DIRECTIVE 1 — In the forum thread below, which users have posts quoted with the words "said:"? List their names.

I'm not arguing whether he should die one way or the other (although based on the spoiler it looks like he's gonna live). I'm just saying Obito doesn't need to die immediately; in fact didn't Karuma say something about it taking awhile? BZ's presence merely delayed the clock, if you will, that was put on his time span.


----------



## Gabe (Jun 11, 2014)

Naruto can fly


----------



## Gilgamesh (Jun 11, 2014)

*Well that chapter was shit*

Fucking nothing happened


----------



## C-Moon (Jun 11, 2014)

Ghost14 said:


> The Indiana Kakashi routine has me in stiches.



Now's a good time for Kaguya to create a massive boulder for him to run from.


----------



## Sora (Jun 11, 2014)

yeah what a waste


----------



## Bringer (Jun 11, 2014)

Is it just me or did this chapter go by extremely fast.


----------



## Skull007 (Jun 11, 2014)

Nothing new to see here, except that kakashi is still an old school ninja (dat rope) and naruto can float


Well, there's something interesting in this chapter, but it's only assumption.

They're talking about dimensions, so there's a small chance that this isn't about aliens, but other dimensions

The hokages could sense their chakra though, so maybe it's not 'another dimension'


----------



## Xeogran (Jun 11, 2014)

Chapter worse than Sony's E3


----------



## Azaleia (Jun 11, 2014)

Hm, it was boring. Kishi telling us for the 1000 time that Sasuke only cares of his boyfriend and himself, Naruto can fly...Mmm.

This FV needs a good amount of flashbacks. Yes I'm saying I want flashbacks


----------



## ShinobisWill (Jun 11, 2014)

Kakashi grabs Sakura, throws a kunai perfectly into Obito's hand, ties a scroll and a kunai together and throws it into the ceiling.

I can't even fathom how quickly he was moving there.  But that was awesome.


----------



## Gabe (Jun 11, 2014)

Katy Perry said:


> Sasuke saving Naruto's ass. As usual.



Guess you missed when naruto saved he obito many times and relayed sasukes kindness this chapter by saving him.


----------



## Suigetsu (Jun 11, 2014)

Nic said:


> Kishi really going all out to keep Obito around.



If he keeps him then he should be imprisioned on kirigakures torture chambers for eternity. Also with sanitation duties such as cleaning toilets.


----------



## Stan Lee (Jun 11, 2014)

You can tell that the Shinju is controlling Kaguya. She's not even the villain of this arc but a vessel really.


----------



## Garfield (Jun 11, 2014)

So...I somewhat understood why Madara wanted infinite tsukiyomi...

I can't understan why Kaguya wants it? I mean it's more like she just wants to rule the world, how would IT help with that?


----------



## Revolution (Jun 11, 2014)

That was one of the best chapters I've read in a while.  I'm so excited I cannot sleep.


----------



## Weapon (Jun 11, 2014)

It was a nice transitional chapter. I can't wait for next week.

Pointing dataset entries —
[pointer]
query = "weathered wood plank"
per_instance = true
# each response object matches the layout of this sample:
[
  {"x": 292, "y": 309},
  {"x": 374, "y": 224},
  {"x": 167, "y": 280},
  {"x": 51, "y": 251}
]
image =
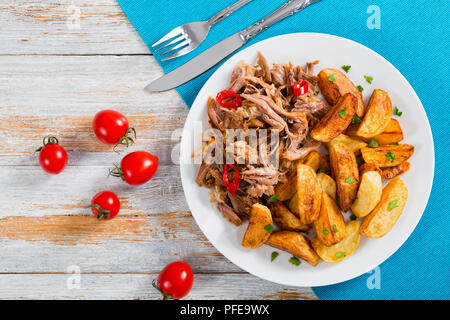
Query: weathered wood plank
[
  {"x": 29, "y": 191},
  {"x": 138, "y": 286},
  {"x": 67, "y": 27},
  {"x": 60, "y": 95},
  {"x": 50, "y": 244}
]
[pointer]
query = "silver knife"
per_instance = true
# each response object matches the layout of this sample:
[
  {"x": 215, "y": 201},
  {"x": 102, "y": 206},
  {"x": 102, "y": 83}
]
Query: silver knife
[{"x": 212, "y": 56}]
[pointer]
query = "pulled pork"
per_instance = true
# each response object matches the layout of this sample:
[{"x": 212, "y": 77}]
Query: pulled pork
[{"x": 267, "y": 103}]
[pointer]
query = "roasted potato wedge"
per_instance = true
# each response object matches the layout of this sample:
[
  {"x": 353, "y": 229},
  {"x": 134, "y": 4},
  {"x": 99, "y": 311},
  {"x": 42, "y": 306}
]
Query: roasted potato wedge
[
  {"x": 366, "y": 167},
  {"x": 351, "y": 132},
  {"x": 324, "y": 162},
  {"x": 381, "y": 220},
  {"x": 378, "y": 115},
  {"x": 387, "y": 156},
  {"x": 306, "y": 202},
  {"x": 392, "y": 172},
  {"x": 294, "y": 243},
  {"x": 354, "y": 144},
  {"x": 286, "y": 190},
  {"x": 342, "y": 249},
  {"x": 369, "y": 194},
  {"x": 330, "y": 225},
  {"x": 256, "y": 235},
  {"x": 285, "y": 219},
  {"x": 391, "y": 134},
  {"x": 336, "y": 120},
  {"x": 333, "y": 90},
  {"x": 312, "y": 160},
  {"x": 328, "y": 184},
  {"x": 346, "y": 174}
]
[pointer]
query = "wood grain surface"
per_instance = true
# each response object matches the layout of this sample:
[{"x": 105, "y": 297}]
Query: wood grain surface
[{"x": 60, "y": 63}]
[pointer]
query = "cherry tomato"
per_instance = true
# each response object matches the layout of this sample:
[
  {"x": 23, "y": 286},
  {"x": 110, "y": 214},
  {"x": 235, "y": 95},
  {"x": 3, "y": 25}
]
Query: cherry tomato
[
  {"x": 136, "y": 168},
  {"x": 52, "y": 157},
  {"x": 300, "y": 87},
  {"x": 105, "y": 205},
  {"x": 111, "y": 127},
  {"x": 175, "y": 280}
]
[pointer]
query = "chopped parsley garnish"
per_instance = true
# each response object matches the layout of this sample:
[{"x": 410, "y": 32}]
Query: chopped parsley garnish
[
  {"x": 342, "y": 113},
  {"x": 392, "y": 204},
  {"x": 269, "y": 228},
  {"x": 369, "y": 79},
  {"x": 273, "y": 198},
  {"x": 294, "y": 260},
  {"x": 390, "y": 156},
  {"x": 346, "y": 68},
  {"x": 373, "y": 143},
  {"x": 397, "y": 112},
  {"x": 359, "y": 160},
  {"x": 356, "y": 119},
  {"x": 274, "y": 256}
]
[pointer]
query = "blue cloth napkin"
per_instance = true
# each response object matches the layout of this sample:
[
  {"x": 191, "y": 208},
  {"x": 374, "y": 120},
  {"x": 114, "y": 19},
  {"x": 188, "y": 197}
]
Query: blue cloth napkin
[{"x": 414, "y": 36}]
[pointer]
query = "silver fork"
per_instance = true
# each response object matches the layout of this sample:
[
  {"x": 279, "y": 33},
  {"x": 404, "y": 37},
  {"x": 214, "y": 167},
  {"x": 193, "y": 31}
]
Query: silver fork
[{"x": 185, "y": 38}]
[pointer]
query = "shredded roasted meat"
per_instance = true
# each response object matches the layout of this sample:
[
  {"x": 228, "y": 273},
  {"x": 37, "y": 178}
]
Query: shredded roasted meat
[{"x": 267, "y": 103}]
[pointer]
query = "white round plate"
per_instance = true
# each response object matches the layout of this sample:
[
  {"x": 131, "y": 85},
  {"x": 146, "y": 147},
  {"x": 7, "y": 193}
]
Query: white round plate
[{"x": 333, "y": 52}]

DIRECTIVE 2 — Locate each line in the entries above that contains the word "fork", and copy those lines.

OUTPUT 1 — Ghost14, Katy Perry, Nic

OUTPUT 2 —
query = "silver fork"
Query: silver fork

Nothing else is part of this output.